Document text:
Box 2. Summary, Traditional Livelihood Survival Unit.
In traditional ‘gemeinschaftlich’ societal form, the ‘I’ is firmly embedded in the ‘We’ and the survival unit is local, familial, tribal and place bound. Market activity is for the most part embedded in a tissue of cultural, ritual, ontological and social relationships (Polanyi). There is widespread use and dependence on the ‘commons’, along with ubiquitous patterns of reciprocity and gifting. The central state is distant and minimally intrusive in the day to day life-world and economy.
‘Societies’ in the modern sense did not exist. There were, of course, often monarchical states and empires that controlled swathes of territories. However, the borders of such entities were often fuzzy and ill-defined. Gellner [20] contrasts the nature of the linguistic high culture (language, religion, art, literature) that characterized the military, aristocratic and theological elites of such societies, with the parochial and illiterate localism of the peasant communities upon which they depended. Such high cultures often straddled borders as with Catholicism, intermarrying dynasties, fashions in luxury goods or the use of a ‘lingua franca’ such as Latin or later French as opposed to one of myriad local vernaculars and dialects which shaded into each other. Thus, typically in such societies, there was a sharp cultural and often ethnic differentiation between a horizontally stratified elite of warriors, nobles, priests, merchants and administrators on the one hand, and vertically stratified peasant producers on the other. The ‘high culture’ of the latter engendered a broad cosmopolitanism and abstract cognitive framing of human social life and cosmology—a nascent form of ‘context-free communication’. Peasants, in contrast, were defined by an intense localism and place-specificity. Such communities are very unlikely to understand their own idiosyncratic cultures as being linked by a political principle to other equally particularistic and incommensurable local cultures. Such a proposition would have appeared almost absurd or unthinkable to participants. As Gellner puts it, ‘The self-enclosed community tends to be communicated in terms whose meaning can only be identified in context, in contrast to the relatively context free scholasticism of the scribes … The village patois (or shorthand or ‘restricted code’) has no normative or political pretensions’ [20].

Set task 1:
Answer these about the text on traditional livelihoods:
(a) How is the central state described in relation to day-to-day life and the economy?
(b) Which two languages are named as examples of a lingua franca?
(c) What were peasants defined by?
Set task 2: Carry on the text on traditional livelihoods from the point where it stops.
The lines after this text are separate material.

Information shown:
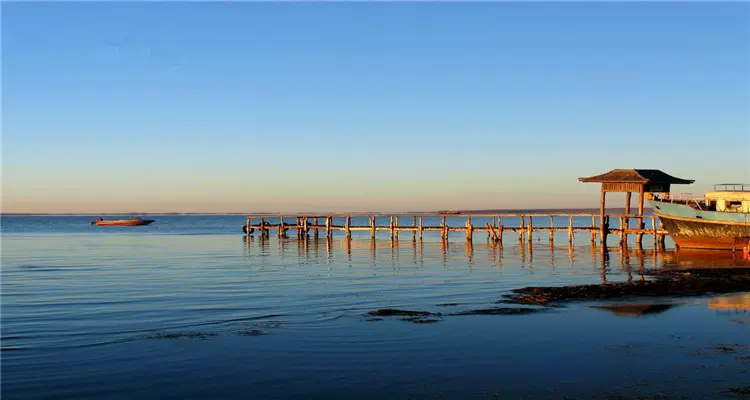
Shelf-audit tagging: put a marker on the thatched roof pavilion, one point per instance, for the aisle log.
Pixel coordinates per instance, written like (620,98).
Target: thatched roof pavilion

Task result 1:
(a) It is distant and minimally intrusive.
(b) Latin and, later, French.
(c) An intense localism and place-specificity.

Task result 2:
As Geller argues, the defining feature of modern nation states was the imposition of a single high culture over a defined territory. More than anything else, this was achieved through the vehicle of literacy. The reproduction of individuals has always been achieved in one (or a mix) of two ways. In pre-modern agrarian societies, education was accomplished through one to one, intra-community means. Such embedded processes of acculturation depended on self-reproducing and for the most part self-sufficient social units, in which the process of socialization and maturation was simply an aspect of the unfolding of the whole life of the community. By contrast, for a tiny elite, the necessity of mastering an increasingly sophisticated high culture engendered new forms of scholastic and formal ‘exo-education.’ In this ‘centralized method,’ local acculturation is supplemented or even completely replaced by a dedicated education or training function—an institution that is ‘distinct from the local community and which takes over the preparation of the young human beings in question, and eventually hands them back to the wider society to fulfil their roles in it when the process of training is complete’ [20]. In the case of specialized exo-training, skills are brought in from outside. He gives as an example the ‘Devshirme’ system of the Ottoman Empire, whereby young boys secured as tax obligation from conquered populations or purchased as slaves, were systematically trained for war and administration and ideally wholly weaned and separated from their families and communities of origin. Similarly, the boarding schools and residential universities servicing the British upper class from the eighteenth century can be understood as very clear examples of exo-training.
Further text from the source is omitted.